- **Selected excerpt**
The following are extracts from the instructions given to missionaries concerning their conduct on the journey from Montreal to the Huron country (1637):

"The Fathers and Brethren whom God shall call to the Holy Mission of the Hurons ought to exercise careful foresight in regard to all the hardships, annoyances, and perils that must be encountered in making this journey. . . To conciliate the Savages, you must be careful never to make them wait for you in embarking. You must provide yourself with a tinder box or a burning mirror, or with both, to furnish them fire in the daytime to light their pipes, and in the evening when they have to encamp; these little services win their hearts. . . You must try and eat at daybreak unless you can take your meal with you in the canoe; for the day is very long, if you have to pass it without eating. The Barbarians eat only at Sunrise and Sunset, when they are on their journeys. You must be prompt in embarking and disembarking; and tuck up your gowns so that they will not get wet, and so that you will not carry either water or sand into the canoe. To be properly dressed, you must have your feet and legs bare; while crossing the rapids you can wear your shoes, and, in the long portages, even your leggings. . . It is not well to ask many questions, nor should you yield to your desire to learn the language and to make observations on the way; this may be carried too far. You must relieve those in your canoe of this annoyance, especially as you cannot profit much by it during the work. . . Each one should be provided with half a gross of awls, two or three dozen little knives called jambettes [pocket-knives], a hundred fishhooks, with some beads of plain and colored glass. . . Each one will try, at the portages, to carry some little thing, according to his strength; however little one carries, it greatly pleases the Savages, if it be only a kettle. . . Be careful not to annoy any one in the canoe with your hat; it would be better to take your nightcap. There is no impropriety among the Savages."[8]

With the foregoing introduction to the subject of portage paths and the nature of the journey over them, their historical importance is next to be noted.

In 1611 Champlain laid the foundation for Montreal, and two years later pushed northwest up the Ottawa River in search of a northwest passageway to the East, but he only reached Isle des Allumettes, the Indian "half-way house" between the St. Lawrence and Lake Huron. Two years later the missionary Le Caron pushed up the same long voyage; following the Ottawa and Mattawan he entered the famous portage to Lake Nipissing which opened the way to "Mer Douce"—Lake Huron. Champlain soon followed Le Caron over the same course and reached Lake Nipissing by the same portage. In his campaign against the Iroquois in central New York, Champlain also found another route to Lake Huron, by way of Lake Ontario, the Trent, and the Lake Simcoe portage. Champlain's unfortunate campaigns against the Iroquois were of far-reaching effect; one of the significant results being to drive the French around to Lakes Huron, Michigan, and Superior by way of the Lake Nipissing and Lake Simcoe portages.[9] The finding of Lakes Huron and Ontario and the routes to them was the hardy "Champlain's last and greatest achievement."

- **Data lines**
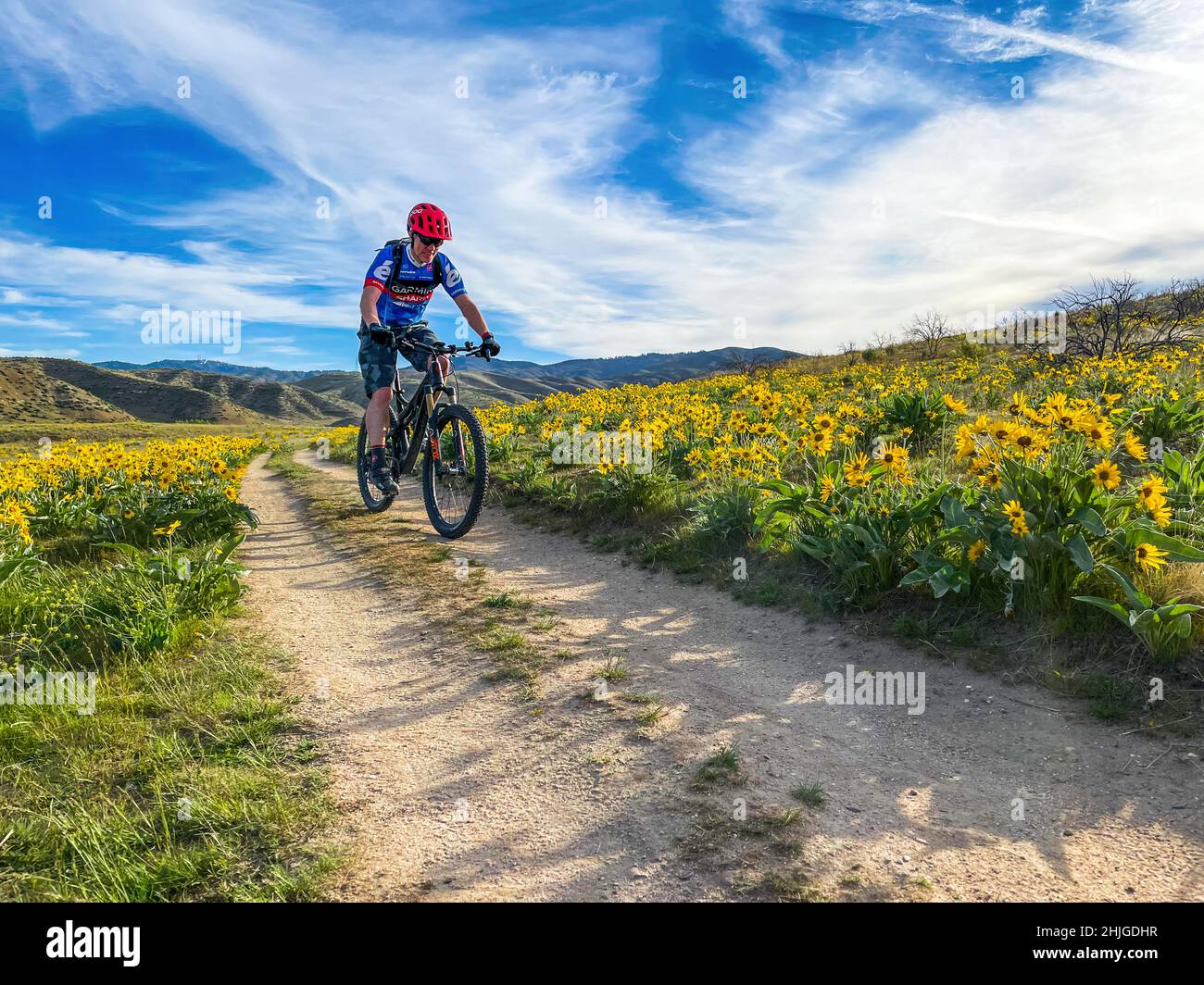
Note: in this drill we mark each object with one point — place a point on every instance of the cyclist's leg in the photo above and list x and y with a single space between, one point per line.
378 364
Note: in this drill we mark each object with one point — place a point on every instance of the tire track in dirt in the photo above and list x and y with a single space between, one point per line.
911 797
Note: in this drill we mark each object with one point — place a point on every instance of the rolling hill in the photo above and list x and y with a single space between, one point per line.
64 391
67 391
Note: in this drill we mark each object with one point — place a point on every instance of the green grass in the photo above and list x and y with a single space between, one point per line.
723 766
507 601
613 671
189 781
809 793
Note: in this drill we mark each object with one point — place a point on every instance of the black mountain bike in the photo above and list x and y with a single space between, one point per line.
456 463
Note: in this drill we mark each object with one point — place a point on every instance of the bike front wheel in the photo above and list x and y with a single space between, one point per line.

* * *

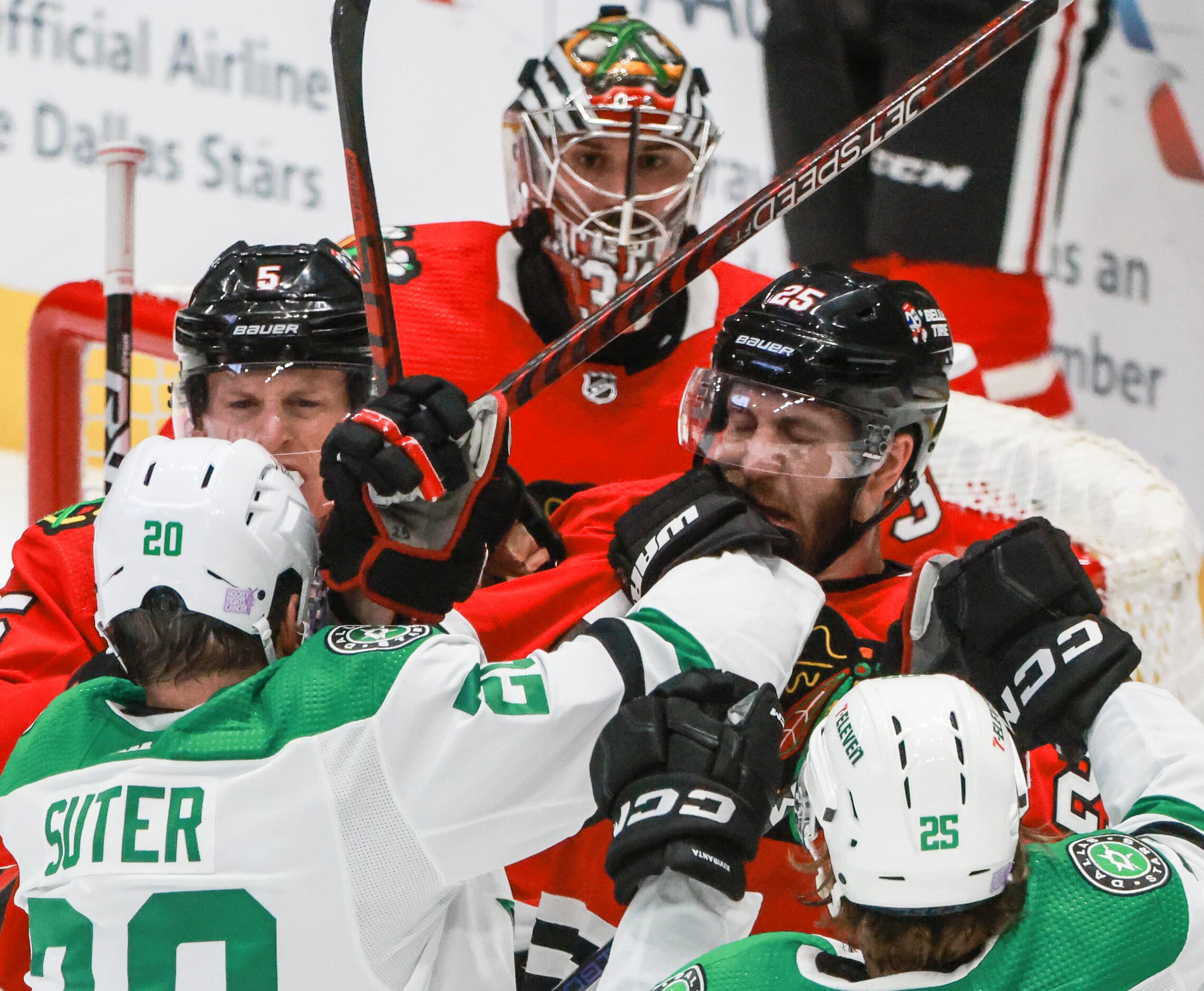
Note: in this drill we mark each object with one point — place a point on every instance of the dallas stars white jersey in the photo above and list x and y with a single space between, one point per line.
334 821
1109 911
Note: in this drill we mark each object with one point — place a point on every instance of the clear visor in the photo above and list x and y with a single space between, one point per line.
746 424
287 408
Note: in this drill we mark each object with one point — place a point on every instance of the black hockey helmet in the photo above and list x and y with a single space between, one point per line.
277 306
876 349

- **Required task A**
List every lake named in the portage paths excerpt.
- **Required task B**
According to the portage paths excerpt, how far up the Ottawa River did Champlain get when he searched for a northwest passageway?
- **Required task C**
Reproduce the part of the portage paths excerpt that opens with the words containing "With the foregoing" and closes with "to be noted.".

- **Problem solution A**
Lake Nipissing, Lake Huron, Lake Ontario, Lake Simcoe, Lake Michigan, Lake Superior

- **Problem solution B**
He reached only Isle des Allumettes.

- **Problem solution C**
With the foregoing introduction to the subject of portage paths and the nature of the journey over them, their historical importance is next to be noted.